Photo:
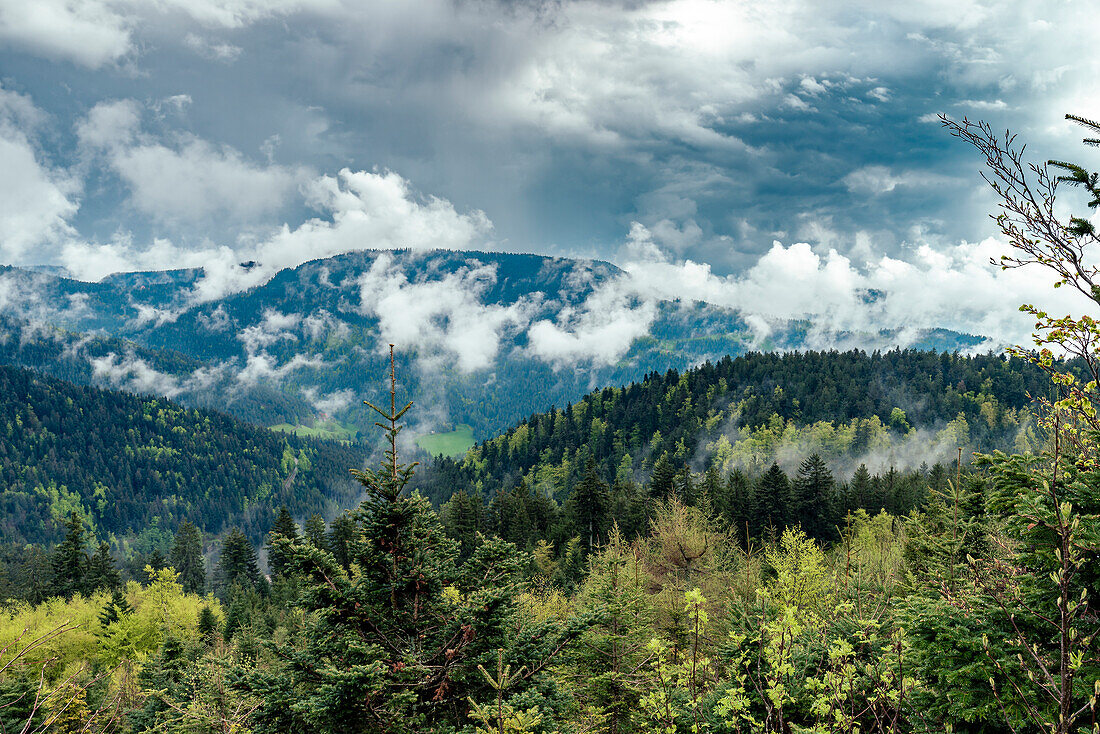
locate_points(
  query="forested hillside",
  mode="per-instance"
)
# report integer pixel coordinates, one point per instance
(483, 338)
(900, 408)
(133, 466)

...

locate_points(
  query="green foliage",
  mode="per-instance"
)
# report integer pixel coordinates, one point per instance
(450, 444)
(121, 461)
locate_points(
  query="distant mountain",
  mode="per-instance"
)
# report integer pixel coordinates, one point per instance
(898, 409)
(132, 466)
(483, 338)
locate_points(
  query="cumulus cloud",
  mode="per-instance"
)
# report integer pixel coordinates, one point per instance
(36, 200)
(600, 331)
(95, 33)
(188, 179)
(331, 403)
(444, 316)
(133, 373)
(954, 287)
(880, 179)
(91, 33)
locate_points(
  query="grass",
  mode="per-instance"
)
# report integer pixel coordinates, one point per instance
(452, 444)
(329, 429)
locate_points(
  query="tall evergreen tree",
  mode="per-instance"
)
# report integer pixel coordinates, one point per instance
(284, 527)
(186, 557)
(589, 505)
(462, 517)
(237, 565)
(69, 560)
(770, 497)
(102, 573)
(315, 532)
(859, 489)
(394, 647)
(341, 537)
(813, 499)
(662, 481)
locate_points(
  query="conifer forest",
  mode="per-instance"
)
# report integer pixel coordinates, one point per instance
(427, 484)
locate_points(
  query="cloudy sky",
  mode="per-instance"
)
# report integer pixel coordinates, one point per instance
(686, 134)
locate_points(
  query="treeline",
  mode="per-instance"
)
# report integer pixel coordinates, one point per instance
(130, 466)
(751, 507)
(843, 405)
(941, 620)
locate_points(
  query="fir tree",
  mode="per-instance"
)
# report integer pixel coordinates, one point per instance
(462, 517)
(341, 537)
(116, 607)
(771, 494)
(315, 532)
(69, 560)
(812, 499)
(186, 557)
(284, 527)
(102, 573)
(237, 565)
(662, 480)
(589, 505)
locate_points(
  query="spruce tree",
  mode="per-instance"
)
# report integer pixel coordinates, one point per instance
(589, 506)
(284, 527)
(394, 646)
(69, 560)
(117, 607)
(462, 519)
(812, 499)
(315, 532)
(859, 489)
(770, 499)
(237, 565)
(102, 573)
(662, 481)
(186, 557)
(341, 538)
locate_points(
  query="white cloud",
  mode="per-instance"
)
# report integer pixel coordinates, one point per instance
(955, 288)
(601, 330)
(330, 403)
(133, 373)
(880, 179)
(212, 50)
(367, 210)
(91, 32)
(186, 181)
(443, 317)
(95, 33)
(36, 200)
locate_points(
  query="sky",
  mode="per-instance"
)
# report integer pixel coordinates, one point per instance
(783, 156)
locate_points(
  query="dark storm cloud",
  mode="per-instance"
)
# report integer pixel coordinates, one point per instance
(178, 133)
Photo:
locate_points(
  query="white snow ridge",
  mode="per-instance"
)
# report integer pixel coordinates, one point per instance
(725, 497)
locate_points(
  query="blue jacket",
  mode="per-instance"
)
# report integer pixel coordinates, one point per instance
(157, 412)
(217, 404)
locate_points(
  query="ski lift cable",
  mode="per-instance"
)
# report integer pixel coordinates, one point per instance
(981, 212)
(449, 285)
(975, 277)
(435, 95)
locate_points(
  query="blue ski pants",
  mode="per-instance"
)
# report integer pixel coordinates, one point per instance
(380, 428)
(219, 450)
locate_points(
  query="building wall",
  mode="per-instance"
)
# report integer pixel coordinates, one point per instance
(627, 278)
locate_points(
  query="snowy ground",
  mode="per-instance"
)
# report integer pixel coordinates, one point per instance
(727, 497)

§ **Exercise requirements**
Check each line of the listing above. Copy the ones with the word "blue".

§ **Response area**
  query="blue jacket",
  query="blue ski pants",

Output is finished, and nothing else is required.